▸ EXTRACT TO READ
Disturbing New Details on Alleged Whiting Abuse

There are disturbing new details about what some staffers allegedly did to a patient at Connecticut's maximum security forensic hospital.

The abuse at the Whiting Forensic Division on the Connecticut Valley Hospital campus in Middletown was first reported in April. 

A new report documents video surveillance from a patient's room from February 27 to March 22 this year. Investigators said they saw evidence the longtime psychiatric patient was repeatedly:

  • Kicked and spit upon
  • Had water poured on him
  • Had a dirty mop rubbed in his face
  • Had a dirty diaper placed on his head
  • And staffers put salt in his coffee and hot sauce in his food

The patient’s conservator, Karen Kangas, has seen some of this video.

“What was the most disturbing about all of it is it was things that were unprovoked. He was not yelling, and screaming, or doing anything, he was trying to sleep," Kangas said.

The agency overseeing Whiting said it is appalled and has taken steps to address it. That includes putting 31 staffers on paid administrative leave.

The report said the video shows 40 Whiting employees either committing or witnessing the abuse and wonders why they're not all on leave. The state said it has initiated various personnel actions based on the severity of the alleged work rule violations.

▸ DATASET ENTRIES
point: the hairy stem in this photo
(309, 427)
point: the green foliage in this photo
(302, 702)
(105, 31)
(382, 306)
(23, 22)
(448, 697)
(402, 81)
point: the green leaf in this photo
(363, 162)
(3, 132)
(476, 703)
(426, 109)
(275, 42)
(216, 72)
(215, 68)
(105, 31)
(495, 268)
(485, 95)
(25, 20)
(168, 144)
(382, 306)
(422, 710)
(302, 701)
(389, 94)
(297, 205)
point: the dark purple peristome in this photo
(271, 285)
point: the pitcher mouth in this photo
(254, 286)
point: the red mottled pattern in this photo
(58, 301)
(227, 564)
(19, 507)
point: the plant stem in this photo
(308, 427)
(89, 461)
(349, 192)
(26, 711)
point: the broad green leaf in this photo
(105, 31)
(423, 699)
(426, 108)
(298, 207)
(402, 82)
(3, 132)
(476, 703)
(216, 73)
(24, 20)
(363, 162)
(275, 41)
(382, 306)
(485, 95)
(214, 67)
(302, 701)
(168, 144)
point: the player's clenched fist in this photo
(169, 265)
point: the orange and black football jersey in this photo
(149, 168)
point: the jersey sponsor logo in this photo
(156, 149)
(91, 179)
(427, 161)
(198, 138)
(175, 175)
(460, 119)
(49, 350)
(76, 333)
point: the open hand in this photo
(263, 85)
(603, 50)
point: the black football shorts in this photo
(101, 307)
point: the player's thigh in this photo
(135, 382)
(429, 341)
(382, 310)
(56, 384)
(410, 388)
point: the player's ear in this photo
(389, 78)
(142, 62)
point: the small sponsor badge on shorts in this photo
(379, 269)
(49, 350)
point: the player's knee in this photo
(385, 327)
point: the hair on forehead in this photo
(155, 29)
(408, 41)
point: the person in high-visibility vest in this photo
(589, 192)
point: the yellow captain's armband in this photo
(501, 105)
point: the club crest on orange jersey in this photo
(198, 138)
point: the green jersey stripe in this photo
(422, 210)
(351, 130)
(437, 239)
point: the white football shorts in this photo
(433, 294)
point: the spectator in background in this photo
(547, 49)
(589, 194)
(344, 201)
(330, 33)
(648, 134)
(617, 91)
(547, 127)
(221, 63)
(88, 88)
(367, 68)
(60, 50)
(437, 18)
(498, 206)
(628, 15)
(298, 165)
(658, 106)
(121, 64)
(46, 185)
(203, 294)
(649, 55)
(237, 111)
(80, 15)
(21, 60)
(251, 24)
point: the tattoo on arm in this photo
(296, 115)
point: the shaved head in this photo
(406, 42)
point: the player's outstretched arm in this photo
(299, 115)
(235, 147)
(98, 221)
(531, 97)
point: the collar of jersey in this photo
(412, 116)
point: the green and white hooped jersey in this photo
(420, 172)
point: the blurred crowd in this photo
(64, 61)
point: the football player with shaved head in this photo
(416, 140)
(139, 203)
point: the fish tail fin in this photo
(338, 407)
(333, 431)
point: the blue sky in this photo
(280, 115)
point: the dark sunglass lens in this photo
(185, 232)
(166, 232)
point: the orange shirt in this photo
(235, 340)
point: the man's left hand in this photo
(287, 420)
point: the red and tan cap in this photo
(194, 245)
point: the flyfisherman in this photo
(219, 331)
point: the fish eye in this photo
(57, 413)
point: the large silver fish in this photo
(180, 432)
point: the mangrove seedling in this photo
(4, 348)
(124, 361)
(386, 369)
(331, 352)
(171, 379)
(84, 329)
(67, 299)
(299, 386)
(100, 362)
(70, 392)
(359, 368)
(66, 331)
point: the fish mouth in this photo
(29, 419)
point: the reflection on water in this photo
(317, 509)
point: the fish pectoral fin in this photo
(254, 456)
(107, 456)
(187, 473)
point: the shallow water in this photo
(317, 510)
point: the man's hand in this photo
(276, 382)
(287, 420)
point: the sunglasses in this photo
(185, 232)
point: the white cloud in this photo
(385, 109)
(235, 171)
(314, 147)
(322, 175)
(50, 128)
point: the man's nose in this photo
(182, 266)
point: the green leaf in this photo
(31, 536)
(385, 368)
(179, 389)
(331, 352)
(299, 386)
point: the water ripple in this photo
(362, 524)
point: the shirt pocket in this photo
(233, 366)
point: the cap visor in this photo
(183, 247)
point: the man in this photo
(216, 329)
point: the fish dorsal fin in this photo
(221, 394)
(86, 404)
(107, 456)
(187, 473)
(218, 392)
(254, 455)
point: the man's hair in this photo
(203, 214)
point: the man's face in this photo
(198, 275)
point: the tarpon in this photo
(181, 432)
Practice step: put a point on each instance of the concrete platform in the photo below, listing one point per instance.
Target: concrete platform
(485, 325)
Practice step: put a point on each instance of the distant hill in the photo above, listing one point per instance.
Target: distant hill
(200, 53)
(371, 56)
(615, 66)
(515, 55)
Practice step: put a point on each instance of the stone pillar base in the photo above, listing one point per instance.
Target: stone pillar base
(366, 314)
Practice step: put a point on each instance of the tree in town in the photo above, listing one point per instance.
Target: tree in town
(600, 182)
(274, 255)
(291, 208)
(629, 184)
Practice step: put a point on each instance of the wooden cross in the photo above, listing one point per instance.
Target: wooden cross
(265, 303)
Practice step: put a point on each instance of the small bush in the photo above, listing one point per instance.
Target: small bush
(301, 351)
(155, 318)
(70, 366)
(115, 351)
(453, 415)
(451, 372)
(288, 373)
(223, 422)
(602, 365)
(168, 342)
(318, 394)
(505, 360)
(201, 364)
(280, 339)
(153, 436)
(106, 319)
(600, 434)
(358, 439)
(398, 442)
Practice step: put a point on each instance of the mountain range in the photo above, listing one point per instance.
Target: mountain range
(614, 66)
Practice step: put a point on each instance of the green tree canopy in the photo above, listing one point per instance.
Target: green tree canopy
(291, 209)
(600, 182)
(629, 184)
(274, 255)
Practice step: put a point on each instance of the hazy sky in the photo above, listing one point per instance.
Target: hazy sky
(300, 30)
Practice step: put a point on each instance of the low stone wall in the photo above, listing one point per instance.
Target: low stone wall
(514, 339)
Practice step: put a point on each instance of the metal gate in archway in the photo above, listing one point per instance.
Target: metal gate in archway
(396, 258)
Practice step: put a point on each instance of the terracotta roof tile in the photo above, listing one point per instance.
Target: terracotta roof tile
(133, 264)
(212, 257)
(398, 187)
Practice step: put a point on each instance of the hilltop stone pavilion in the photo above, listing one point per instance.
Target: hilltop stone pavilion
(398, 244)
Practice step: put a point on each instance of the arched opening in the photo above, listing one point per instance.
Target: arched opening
---
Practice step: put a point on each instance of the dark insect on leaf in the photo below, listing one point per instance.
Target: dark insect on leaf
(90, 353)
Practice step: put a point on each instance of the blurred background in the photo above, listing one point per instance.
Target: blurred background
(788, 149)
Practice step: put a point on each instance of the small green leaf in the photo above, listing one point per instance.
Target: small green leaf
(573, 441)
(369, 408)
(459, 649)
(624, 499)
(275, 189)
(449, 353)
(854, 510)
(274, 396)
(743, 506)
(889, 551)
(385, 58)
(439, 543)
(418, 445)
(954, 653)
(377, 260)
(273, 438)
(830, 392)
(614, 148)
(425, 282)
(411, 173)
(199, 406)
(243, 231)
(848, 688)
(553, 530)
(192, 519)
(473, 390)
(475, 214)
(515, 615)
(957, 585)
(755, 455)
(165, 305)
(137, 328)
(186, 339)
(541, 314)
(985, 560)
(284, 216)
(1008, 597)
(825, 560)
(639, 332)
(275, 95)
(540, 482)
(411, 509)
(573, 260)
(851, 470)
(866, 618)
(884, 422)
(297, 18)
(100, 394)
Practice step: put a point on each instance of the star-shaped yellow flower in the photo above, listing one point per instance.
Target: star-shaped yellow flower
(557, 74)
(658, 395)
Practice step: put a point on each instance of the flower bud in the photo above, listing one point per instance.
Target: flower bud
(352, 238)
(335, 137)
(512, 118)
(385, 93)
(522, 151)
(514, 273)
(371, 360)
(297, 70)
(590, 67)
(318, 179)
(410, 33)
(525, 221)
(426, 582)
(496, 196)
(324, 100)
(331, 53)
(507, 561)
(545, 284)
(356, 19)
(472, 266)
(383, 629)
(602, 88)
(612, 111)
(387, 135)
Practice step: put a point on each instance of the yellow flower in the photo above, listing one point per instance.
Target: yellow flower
--
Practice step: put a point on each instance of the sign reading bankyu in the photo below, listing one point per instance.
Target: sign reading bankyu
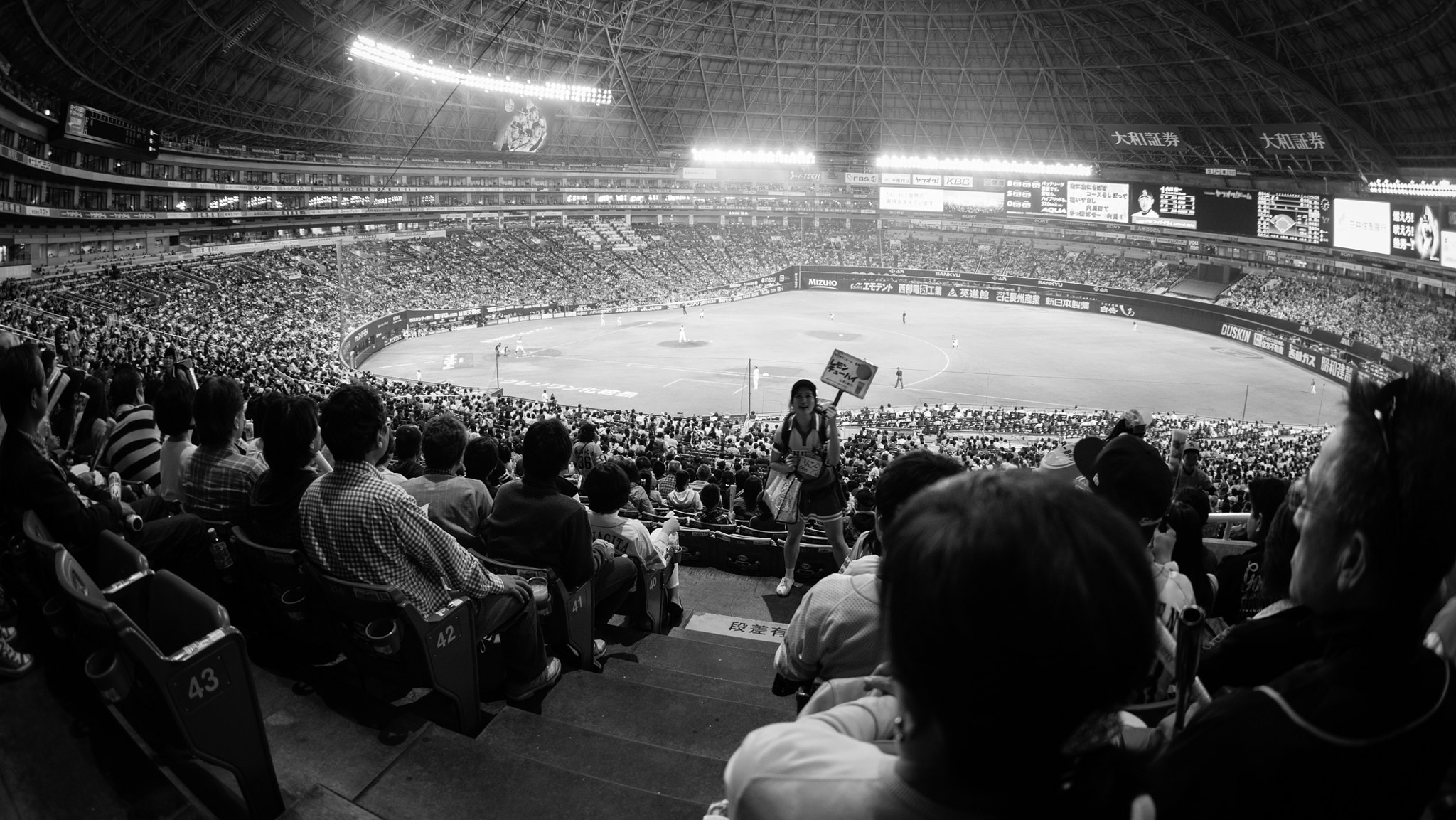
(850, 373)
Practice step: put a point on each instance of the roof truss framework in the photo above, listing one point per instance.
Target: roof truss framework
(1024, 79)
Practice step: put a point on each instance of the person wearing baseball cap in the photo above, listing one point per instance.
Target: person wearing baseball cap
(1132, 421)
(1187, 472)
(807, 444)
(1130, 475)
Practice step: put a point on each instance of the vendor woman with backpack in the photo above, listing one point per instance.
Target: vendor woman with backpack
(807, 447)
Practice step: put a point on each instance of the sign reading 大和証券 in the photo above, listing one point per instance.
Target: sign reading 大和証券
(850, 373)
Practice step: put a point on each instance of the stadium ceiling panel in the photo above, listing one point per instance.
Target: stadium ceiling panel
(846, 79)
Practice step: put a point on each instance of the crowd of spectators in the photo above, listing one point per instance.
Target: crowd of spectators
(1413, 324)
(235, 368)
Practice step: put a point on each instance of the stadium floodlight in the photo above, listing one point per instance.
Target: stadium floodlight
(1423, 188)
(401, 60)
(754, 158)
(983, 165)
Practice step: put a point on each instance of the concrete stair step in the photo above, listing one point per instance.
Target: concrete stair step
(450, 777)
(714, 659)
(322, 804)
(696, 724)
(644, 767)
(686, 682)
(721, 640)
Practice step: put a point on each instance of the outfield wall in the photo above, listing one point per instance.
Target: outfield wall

▸ WORK INSTRUCTION
Transcribe the full article on alleged patient abuse at the Whiting Forensic Division word for word, with its original wording and punctuation. The lines come from a different source than the article.

▸ TASK SOLUTION
Disturbing New Details on Alleged Whiting Abuse

There are disturbing new details about what some staffers allegedly did to a patient at Connecticut's maximum security forensic hospital.

The abuse at the Whiting Forensic Division on the Connecticut Valley Hospital campus in Middletown was first reported in April. 

A new report documents video surveillance from a patient's room from February 27 to March 22 this year. Investigators said they saw evidence the longtime psychiatric patient was repeatedly:

  • Kicked and spit upon
  • Had water poured on him
  • Had a dirty mop rubbed in his face
  • Had a dirty diaper placed on his head
  • And staffers put salt in his coffee and hot sauce in his food

The patient’s conservator, Karen Kangas, has seen some of this video.

“What was the most disturbing about all of it is it was things that were unprovoked. He was not yelling, and screaming, or doing anything, he was trying to sleep," Kangas said.

The agency overseeing Whiting said it is appalled and has taken steps to address it. That includes putting 31 staffers on paid administrative leave.

The report said the video shows 40 Whiting employees either committing or witnessing the abuse and wonders why they're not all on leave. The state said it has initiated various personnel actions based on the severity of the alleged work rule violations.